TASKS AND EXERCISES =
- a) Summarize the Astronics earnings article in two sentences.
- b) From the Astronics earnings article, extract the passage from "However, there are" to "in western Ukraine.".

PAGE EXTRACT =
:::::

Astronics Corp. CEO Peter Gundermann discussed a wide range of topics during the company's 2021 and fourth quarter earnings call last week, including Ukraine, supply chain challenges, and potentially supplying some electrical power systems for eVTOL aircraft. (Astronics)
Astronics reported a $7 million increase in aerospace segment sales in its full-year 2021 earnings report last week, and during an earnings call to discuss the results, CEO Peter Gundermann covered several factors impacting their aerospace operations right now, including supply chain challenges, labor needs, and a small engineering firm that they operate in Ukraine.
“I’m sure you've heard tales from other companies, but the gymnastics that we have to do to figure out how to execute when a supplier for a program calls up and says, ‘You know those parts that you ordered that I said I would ship next week? Well, I'm not going to ship them for 20 weeks.’ It's just incredible,” Gundermann said.
The East Aurora, New York-based aerospace electronics manufacturer counts Airbus, Boeing, and Panasonic Avionics as some of the top OEMs that it supplies cockpit and cabin systems to. Astronics reported a 21.1% increase in commercial aerospace sales, attributing the increase to the un-grounding of the 737 MAX and a recovery in demand for passenger air travel leading to higher utilization rates of the in-service commercial aircraft fleet. The company also noted a slight increase in general aviation avionics sales for 2021, and expects higher demand in that segment as well based on the surge in business jet operations that occurred last year and continues into 2022.
However, there are also major operational challenges and pressures that include supply chain and labor shortages, as well as a small engineering operation that Astronics runs in Lviv, a city located in western Ukraine.

:::::

RECORDS PROVIDED =

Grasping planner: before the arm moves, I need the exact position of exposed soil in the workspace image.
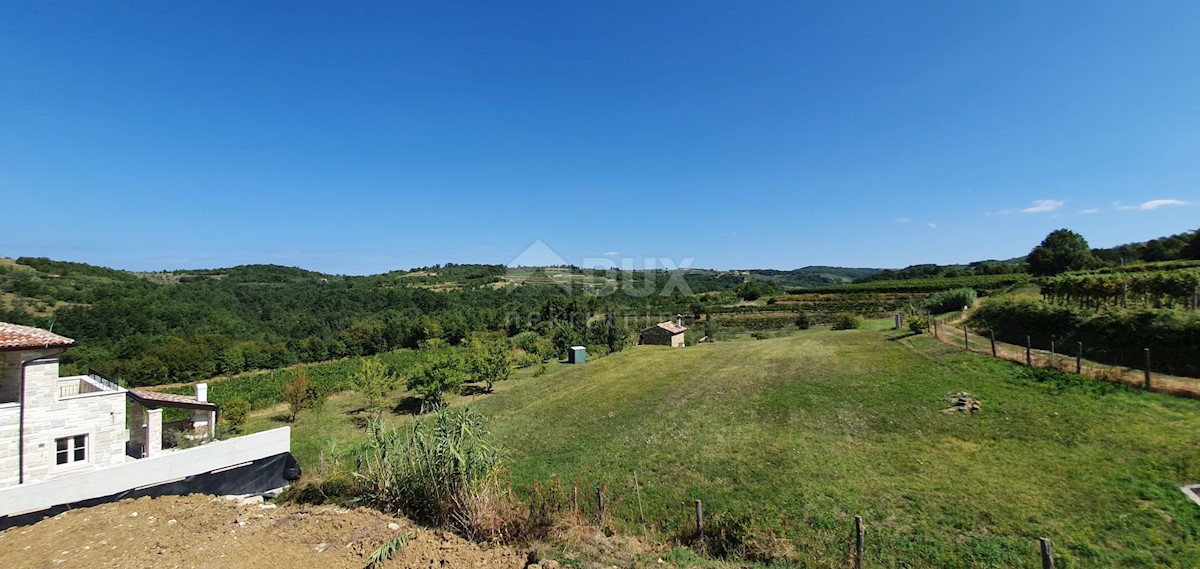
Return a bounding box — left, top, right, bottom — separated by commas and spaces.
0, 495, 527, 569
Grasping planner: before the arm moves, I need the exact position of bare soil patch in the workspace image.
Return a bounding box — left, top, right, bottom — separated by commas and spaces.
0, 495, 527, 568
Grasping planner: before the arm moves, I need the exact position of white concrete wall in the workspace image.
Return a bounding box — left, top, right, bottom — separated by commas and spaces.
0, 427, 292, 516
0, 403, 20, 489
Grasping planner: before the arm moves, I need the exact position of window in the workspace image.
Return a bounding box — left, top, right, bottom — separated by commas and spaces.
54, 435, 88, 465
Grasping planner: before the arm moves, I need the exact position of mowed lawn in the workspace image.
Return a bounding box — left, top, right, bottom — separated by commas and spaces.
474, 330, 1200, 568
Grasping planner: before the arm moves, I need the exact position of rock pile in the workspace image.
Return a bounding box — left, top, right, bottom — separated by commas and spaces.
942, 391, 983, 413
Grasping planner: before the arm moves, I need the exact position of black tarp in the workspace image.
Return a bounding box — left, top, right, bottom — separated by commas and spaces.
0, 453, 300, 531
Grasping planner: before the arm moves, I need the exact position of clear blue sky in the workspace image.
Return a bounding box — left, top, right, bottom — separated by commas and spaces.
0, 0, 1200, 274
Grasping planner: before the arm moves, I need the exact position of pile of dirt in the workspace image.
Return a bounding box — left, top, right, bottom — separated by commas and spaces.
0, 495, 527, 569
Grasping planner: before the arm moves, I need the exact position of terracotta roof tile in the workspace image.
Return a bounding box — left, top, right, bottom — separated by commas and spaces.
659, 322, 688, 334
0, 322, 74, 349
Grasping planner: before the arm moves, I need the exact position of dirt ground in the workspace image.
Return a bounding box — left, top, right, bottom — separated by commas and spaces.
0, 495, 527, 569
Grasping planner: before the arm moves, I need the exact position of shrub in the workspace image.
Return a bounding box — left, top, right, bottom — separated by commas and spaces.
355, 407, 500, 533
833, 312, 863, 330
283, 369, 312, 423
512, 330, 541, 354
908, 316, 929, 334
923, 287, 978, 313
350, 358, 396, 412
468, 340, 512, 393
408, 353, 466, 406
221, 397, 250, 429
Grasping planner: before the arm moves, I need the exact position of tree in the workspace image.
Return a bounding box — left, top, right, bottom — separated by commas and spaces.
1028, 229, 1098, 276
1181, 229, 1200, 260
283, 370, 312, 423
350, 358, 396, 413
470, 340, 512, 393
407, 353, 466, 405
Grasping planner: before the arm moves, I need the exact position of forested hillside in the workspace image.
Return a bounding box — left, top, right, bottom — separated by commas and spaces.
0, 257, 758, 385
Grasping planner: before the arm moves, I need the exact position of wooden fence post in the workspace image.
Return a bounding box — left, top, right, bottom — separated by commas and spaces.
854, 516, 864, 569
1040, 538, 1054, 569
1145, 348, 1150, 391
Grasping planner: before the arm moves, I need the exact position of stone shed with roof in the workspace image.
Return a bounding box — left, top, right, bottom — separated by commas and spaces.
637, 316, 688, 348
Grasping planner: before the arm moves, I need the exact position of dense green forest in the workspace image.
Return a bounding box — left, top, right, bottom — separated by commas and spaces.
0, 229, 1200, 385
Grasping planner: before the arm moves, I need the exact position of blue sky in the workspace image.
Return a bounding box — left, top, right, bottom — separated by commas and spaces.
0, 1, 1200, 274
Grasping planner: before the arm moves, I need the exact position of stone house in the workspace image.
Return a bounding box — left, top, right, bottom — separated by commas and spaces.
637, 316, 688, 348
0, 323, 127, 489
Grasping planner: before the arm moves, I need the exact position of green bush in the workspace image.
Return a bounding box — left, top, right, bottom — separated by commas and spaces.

:::::

LIST OF ANSWERS =
- a) Astronics reported a $7 million increase in aerospace segment sales for 2021, including a 21.1% rise in commercial aerospace sales that it attributed to the un-grounding of the 737 MAX and recovering passenger air travel demand. On the earnings call, CEO Peter Gundermann discussed operational challenges such as supply chain and labor shortages, along with a small engineering operation the company runs in Lviv, Ukraine.

- b)
However, there are also major operational challenges and pressures that include supply chain and labor shortages, as well as a small engineering operation that Astronics runs in Lviv, a city located in western Ukraine.